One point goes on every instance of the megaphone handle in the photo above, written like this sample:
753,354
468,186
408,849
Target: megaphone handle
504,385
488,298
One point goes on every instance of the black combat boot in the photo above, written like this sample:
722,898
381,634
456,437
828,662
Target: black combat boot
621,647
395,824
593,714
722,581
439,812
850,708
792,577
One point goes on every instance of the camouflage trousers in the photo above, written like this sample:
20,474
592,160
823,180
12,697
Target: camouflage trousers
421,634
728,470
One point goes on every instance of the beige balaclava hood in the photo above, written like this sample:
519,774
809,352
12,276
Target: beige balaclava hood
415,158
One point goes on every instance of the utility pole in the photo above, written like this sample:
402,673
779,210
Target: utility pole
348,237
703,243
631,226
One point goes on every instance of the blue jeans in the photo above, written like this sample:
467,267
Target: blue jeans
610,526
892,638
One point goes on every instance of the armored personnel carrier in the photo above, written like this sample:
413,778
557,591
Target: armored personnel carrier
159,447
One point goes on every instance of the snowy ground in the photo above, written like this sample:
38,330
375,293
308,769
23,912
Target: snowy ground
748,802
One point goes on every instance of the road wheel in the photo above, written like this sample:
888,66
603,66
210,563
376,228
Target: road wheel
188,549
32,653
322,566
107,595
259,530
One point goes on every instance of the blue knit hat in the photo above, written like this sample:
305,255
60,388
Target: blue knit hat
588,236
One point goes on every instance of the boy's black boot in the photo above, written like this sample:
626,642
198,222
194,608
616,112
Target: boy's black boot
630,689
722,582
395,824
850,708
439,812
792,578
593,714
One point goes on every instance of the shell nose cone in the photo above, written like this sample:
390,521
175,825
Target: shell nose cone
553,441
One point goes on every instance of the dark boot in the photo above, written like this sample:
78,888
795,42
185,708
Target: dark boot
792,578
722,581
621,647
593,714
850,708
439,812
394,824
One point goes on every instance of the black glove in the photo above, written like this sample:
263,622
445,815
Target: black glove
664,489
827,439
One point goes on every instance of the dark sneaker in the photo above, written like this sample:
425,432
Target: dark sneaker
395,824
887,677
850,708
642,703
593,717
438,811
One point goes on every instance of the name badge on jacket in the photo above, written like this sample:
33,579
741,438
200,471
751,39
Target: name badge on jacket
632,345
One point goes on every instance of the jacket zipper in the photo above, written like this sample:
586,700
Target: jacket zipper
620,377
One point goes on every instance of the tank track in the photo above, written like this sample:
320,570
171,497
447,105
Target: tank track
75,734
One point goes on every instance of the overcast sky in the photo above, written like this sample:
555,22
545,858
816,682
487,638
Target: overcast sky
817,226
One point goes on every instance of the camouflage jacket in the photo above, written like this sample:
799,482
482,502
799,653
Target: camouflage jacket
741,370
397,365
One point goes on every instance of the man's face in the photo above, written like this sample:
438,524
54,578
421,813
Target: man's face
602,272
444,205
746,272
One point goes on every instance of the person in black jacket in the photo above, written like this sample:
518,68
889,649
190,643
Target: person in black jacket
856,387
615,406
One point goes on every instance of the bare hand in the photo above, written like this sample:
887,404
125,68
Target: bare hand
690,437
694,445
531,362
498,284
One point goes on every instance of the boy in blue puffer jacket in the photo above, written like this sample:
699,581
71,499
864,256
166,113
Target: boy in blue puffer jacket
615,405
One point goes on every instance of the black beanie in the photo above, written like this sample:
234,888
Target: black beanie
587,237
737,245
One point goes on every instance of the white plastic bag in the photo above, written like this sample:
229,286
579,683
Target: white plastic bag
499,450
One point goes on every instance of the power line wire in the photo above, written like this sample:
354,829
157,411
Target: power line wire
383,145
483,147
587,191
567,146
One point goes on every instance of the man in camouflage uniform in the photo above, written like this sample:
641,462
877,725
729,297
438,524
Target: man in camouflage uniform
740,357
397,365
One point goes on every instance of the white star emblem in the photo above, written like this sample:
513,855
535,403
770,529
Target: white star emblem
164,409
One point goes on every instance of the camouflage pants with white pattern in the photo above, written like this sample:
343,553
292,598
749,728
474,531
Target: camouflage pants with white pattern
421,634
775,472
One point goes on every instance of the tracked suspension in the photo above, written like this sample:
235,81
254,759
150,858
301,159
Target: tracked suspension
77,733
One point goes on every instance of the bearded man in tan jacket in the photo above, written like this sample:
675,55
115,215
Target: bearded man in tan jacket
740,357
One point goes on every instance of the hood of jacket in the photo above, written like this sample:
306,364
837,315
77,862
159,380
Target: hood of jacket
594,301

WRITTEN TASK:
Set all of the entries down again, exactly as they were given.

REPLY TO THE EXERCISE:
One point goes on every instance of the megaphone handle in the photo above, written like this sample:
753,354
468,186
408,849
Target: megaphone handle
504,385
488,298
One point goes on every instance of the black combat boot in the photo above, written like this sample:
722,898
381,634
456,437
828,662
Target: black combat boot
621,647
395,824
593,714
722,581
439,812
850,708
792,577
One point goes on every instance of the camouflage trousers in the photo above, written like this sample:
20,474
592,160
823,180
12,697
Target: camouflage trousers
421,634
728,470
One point goes on every instance of the beige balaclava hood in the photo above, written like this sample:
519,774
809,352
12,276
Target: beige balaclava hood
415,158
One point goes on every instance of the utility pole in the photo above, written like this sample:
402,673
779,210
Target: utility pole
348,237
703,243
631,226
One point goes on every instance of the blue jeans in the photo above, written like this sample:
467,267
Target: blue jeans
610,526
892,638
One point goes on every instance of the armored personnel carrier in the photo above, written like this sample:
413,778
557,591
Target: armored personnel carrier
159,447
One point goes on every instance of the snowy ground in the photo above, written like this sample:
38,330
375,293
308,769
23,912
Target: snowy ground
748,802
One point goes on every instance of the road wheel in the photo above, written like this sample:
888,66
603,66
210,563
376,228
Target: road wheel
188,549
32,653
322,566
107,595
259,530
One point goes on every instance of the blue knit hat in the photo above, written like this sample:
305,255
60,388
Target: blue knit hat
588,236
One point goes on every instance of the boy's black boot in the photo above, written like this sample:
626,642
198,222
194,608
616,112
Target: boy's black boot
630,689
722,582
395,824
850,708
439,812
792,578
593,714
One point goes on every instance of the shell nose cone in the photo above, written like this sample:
390,521
175,825
Target: shell nose cone
553,441
One point goes on every instance of the dark boot in the photo above, written like this sample:
78,888
795,42
185,708
Target: dark boot
792,578
722,581
621,647
593,714
850,708
439,812
394,824
One point goes on every instance of the black glove in the photo above, written like this sample:
263,622
445,815
Target: black glove
664,489
827,439
One point goes on every instance of the dark sneaker in the photo above, written like this sample:
425,432
Target: dark sneaker
395,824
887,677
850,708
642,703
593,717
438,811
One point goes on every instance of the name badge on jacket in the photo above, written like this sample:
33,579
741,438
200,471
751,39
Target: name badge on jacket
632,345
One point goes on every instance of the jacket zipper in the photo above, written like this sample:
586,700
Target: jacket zipper
620,377
One point goes on every instance of the tank track in the photo above, written like this sample:
320,570
171,497
447,105
Target: tank track
75,734
One point goes on every instance of the overcast sky in the photo above, written like this sample:
555,22
545,858
816,682
487,638
Target: overcast sky
817,226
One point goes on every instance of the camouflage jacket in the photo above, written like this sample:
799,482
482,502
799,653
Target: camouflage jacket
741,370
397,365
One point goes on every instance of the man's face in the photo above, written like this sample:
438,524
54,578
421,813
Target: man's face
602,272
444,205
746,272
One point goes on every instance of the person in black jacket in the photo above, written like this sample:
518,68
889,649
190,643
Target: person in black jacket
856,387
615,406
One point goes on every instance of the bare hand in the photo above, written like this sample:
887,404
125,68
Target: bare hand
690,437
694,445
531,362
498,284
One point goes on every instance of the boy in blue puffer jacket in the photo above, written like this sample:
699,581
71,499
864,256
166,113
Target: boy in blue puffer jacket
615,405
One point goes on every instance of the black beanie in the photo above, written like this sample:
234,888
Target: black beanie
587,237
737,245
One point goes on every instance of the white plastic bag in the photo above, written like this sample:
229,286
579,683
Target: white plastic bag
499,450
One point goes on every instance of the power line wire in the photo above, written like this sample:
354,829
157,411
Target: power line wire
383,145
483,147
587,191
567,146
One point goes on every instance of the man in camouflage uniform in the photo above, written like this sample:
641,462
877,725
729,297
438,524
Target: man in camouflage uniform
740,357
397,365
One point goes on every instance of the white star emblem in the photo above, written like this sample:
513,855
535,403
770,529
Target: white star emblem
164,409
One point goes on every instance of the camouflage pants with white pattern in the photo above, written like this sample:
343,553
292,598
749,728
474,531
Target: camouflage pants with white pattern
421,634
775,472
One point goes on every instance of the tracked suspension in the photo above, written like this sample:
235,81
254,759
150,858
301,159
Target: tracked suspension
77,733
One point goes on every instance of the bearded man in tan jacket in the photo above, written like this sample:
675,55
115,215
Target: bearded man in tan jacket
740,357
One point goes on every instance of the hood of jacket in the photo above, written like this sample:
306,364
837,315
77,862
159,380
Target: hood of jacket
594,301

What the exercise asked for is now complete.